:: Text excerpt ::

IT IS SO ORDERED.

NOTES

[1] Bankruptcy Rule 4004(a) requires that a complaint objecting to discharge under § 727 be filed no later than sixty (60) days following the first date set for the meeting of creditors. Dischargeability complaints premised on § 523(a)(6), like the complaint at issue here, must likewise be filed no later than sixty (60) days following the first date set for the creditor meeting. See FED.R.BANKR.P. 4007(c). The first date set for the creditor meeting in this case was February 23, 1998. According to the Court's calculations, Plaintiff's complaint was filed on the sixtieth (60th) day.

[2] As reflected in the certificate of service, the Defendants were served at 80 Parks Timber Drive, Sharpsburg, Georgia 30277, and counsel was served at Post Office Box 205, Griffin, Georgia XXXXX-XXXX. The addresses reflected on the certificate of service match the addresses provided by the Defendants and their counsel on the Chapter 7 petition.
:::
:: Input data ::
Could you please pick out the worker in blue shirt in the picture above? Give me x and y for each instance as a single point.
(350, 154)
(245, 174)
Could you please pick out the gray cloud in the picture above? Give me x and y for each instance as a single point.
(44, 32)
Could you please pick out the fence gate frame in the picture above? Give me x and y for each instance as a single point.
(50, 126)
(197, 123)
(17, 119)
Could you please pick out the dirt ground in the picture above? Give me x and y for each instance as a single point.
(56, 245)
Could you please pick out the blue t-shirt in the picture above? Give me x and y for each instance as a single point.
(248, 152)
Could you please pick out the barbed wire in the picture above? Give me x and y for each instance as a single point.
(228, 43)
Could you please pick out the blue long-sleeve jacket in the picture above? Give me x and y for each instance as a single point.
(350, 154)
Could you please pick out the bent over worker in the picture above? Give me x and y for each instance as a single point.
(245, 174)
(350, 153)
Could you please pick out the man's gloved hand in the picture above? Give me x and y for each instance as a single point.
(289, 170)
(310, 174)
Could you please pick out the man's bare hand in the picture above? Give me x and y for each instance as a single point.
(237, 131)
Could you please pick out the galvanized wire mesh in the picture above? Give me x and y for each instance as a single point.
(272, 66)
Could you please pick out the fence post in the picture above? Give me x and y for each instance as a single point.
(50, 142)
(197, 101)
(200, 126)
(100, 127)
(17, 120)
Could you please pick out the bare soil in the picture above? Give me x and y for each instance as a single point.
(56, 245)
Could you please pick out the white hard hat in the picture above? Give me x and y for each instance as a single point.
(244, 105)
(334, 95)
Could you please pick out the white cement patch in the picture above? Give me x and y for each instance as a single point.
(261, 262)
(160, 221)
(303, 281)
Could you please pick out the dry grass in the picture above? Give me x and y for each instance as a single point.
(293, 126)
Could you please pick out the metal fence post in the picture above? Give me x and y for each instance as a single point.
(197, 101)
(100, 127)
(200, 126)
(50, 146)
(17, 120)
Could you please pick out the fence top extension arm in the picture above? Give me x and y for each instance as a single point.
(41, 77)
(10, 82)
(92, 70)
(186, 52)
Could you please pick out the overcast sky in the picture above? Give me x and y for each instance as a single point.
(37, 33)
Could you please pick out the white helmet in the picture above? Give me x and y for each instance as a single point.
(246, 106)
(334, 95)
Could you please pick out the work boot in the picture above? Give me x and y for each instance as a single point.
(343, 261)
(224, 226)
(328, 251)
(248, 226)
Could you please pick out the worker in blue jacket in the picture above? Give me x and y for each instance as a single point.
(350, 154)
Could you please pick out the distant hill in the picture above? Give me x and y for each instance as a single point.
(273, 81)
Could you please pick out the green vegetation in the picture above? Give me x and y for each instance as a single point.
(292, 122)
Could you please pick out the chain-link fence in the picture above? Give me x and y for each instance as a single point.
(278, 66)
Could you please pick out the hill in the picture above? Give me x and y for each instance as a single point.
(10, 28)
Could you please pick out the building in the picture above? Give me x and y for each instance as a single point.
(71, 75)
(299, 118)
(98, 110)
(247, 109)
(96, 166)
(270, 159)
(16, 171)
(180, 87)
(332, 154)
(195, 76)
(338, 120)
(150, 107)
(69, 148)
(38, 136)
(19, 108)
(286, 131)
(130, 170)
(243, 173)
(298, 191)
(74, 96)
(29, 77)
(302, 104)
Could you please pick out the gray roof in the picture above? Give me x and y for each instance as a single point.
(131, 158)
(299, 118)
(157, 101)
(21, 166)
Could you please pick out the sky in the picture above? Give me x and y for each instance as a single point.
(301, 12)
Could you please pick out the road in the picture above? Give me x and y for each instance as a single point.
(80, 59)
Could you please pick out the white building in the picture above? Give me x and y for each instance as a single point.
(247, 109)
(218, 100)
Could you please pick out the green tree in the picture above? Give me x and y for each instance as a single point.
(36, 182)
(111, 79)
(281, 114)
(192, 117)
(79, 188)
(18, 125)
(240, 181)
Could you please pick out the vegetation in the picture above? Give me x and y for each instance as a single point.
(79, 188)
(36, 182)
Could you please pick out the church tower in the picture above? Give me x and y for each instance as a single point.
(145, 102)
:::
• Tasks to perform:
a: In the bankruptcy notes, retype everything from "IT IS SO ORDERED." down to "sixtieth (60th) day.".
b: Check each statement against the bankruptcy notes and answer yes or no, quoting the words that decide it: (i) The first date set for the creditor meeting was February 23, 1998. (ii) The Defendants were served at a post office box in Griffin, Georgia. (iii) The Court found that the complaint was filed on the sixty-first day.

• Answer section:
a:
IT IS SO ORDERED.

NOTES

[1] Bankruptcy Rule 4004(a) requires that a complaint objecting to discharge under § 727 be filed no later than sixty (60) days following the first date set for the meeting of creditors. Dischargeability complaints premised on § 523(a)(6), like the complaint at issue here, must likewise be filed no later than sixty (60) days following the first date set for the creditor meeting. See FED.R.BANKR.P. 4007(c). The first date set for the creditor meeting in this case was February 23, 1998. According to the Court's calculations, Plaintiff's complaint was filed on the sixtieth (60th) day.

b:
(i) Yes: "The first date set for the creditor meeting in this case was February 23, 1998."
(ii) No: "the Defendants were served at 80 Parks Timber Drive, Sharpsburg, Georgia 30277"
(iii) No: "Plaintiff's complaint was filed on the sixtieth (60th) day."